> **Problem details**: Could you render the material, from its first line through the line with "38), (91, 33)]", as a Markdown table with the columns Row and Line text, numbering each row and leaving out any blank lines?

> **Material to process**:

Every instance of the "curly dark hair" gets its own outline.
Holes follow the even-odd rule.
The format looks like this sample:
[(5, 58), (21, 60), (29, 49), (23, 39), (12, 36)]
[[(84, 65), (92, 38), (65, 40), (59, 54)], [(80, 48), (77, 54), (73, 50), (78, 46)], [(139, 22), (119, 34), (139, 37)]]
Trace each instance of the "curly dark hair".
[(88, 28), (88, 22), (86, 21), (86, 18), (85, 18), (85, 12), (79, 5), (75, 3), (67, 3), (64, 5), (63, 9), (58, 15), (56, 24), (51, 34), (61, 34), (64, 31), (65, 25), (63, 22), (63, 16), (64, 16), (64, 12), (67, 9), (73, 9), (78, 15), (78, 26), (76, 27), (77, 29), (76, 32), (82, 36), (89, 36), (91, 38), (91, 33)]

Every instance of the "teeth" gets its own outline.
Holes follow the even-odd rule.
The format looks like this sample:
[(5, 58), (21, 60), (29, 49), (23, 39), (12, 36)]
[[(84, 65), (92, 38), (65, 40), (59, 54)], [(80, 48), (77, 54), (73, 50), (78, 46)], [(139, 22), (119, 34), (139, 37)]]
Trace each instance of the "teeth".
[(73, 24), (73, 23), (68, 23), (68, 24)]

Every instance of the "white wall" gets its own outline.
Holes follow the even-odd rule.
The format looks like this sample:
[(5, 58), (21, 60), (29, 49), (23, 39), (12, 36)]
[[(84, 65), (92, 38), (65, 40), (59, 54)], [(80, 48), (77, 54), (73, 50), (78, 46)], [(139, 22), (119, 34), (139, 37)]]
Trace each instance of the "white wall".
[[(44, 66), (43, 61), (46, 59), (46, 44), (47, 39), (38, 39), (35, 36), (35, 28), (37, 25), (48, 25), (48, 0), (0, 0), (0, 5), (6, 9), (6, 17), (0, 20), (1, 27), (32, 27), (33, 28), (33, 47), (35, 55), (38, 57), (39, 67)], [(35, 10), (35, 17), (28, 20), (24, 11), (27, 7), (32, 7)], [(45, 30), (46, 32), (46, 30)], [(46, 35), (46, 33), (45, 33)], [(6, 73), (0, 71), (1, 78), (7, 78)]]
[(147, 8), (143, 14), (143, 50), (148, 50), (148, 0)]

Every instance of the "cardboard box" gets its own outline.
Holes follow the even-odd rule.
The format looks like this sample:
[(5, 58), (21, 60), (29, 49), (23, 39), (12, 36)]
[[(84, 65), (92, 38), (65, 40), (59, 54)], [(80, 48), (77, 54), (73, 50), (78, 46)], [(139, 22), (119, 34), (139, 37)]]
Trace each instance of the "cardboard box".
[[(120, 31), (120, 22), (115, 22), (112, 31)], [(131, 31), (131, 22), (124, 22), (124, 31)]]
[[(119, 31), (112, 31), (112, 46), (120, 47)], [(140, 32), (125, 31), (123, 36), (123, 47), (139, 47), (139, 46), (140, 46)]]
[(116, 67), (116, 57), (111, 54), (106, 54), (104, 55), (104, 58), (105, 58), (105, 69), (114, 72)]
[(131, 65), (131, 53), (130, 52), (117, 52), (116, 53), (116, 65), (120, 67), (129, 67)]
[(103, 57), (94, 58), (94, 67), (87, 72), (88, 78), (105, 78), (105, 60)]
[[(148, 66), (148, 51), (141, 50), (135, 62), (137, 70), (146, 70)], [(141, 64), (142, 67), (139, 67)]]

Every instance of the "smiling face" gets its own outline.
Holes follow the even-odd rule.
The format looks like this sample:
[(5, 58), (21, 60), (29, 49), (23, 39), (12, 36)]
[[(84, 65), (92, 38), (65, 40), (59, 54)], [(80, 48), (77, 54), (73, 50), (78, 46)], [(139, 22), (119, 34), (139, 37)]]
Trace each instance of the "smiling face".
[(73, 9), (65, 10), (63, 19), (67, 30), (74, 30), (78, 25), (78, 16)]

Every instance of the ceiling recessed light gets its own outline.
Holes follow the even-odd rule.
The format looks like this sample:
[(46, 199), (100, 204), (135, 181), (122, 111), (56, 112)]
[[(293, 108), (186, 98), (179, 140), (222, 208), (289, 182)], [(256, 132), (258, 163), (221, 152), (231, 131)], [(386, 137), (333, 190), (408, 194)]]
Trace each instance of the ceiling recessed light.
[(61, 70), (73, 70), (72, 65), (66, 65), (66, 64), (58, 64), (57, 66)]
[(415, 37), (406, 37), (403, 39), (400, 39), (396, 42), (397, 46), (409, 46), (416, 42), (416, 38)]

> **Result of the exercise**:
| Row | Line text |
|---|---|
| 1 | Every instance of the "curly dark hair" gets its own outline. |
| 2 | Holes follow the even-odd rule. |
| 3 | The format looks like this sample: |
| 4 | [(5, 58), (21, 60), (29, 49), (23, 39), (12, 36)] |
| 5 | [[(84, 65), (92, 38), (65, 40), (59, 54)], [(80, 48), (77, 54), (73, 50), (78, 46)], [(139, 22), (119, 34), (139, 37)]] |
| 6 | Trace each instance of the "curly dark hair". |
| 7 | [(88, 28), (88, 22), (86, 21), (86, 18), (85, 18), (85, 12), (79, 5), (75, 3), (67, 3), (64, 5), (63, 9), (58, 15), (56, 24), (51, 34), (61, 34), (64, 31), (65, 25), (63, 22), (63, 16), (64, 16), (64, 12), (67, 9), (73, 9), (78, 15), (78, 26), (76, 27), (77, 29), (76, 32), (82, 36), (89, 36), (91, 38), (91, 33)] |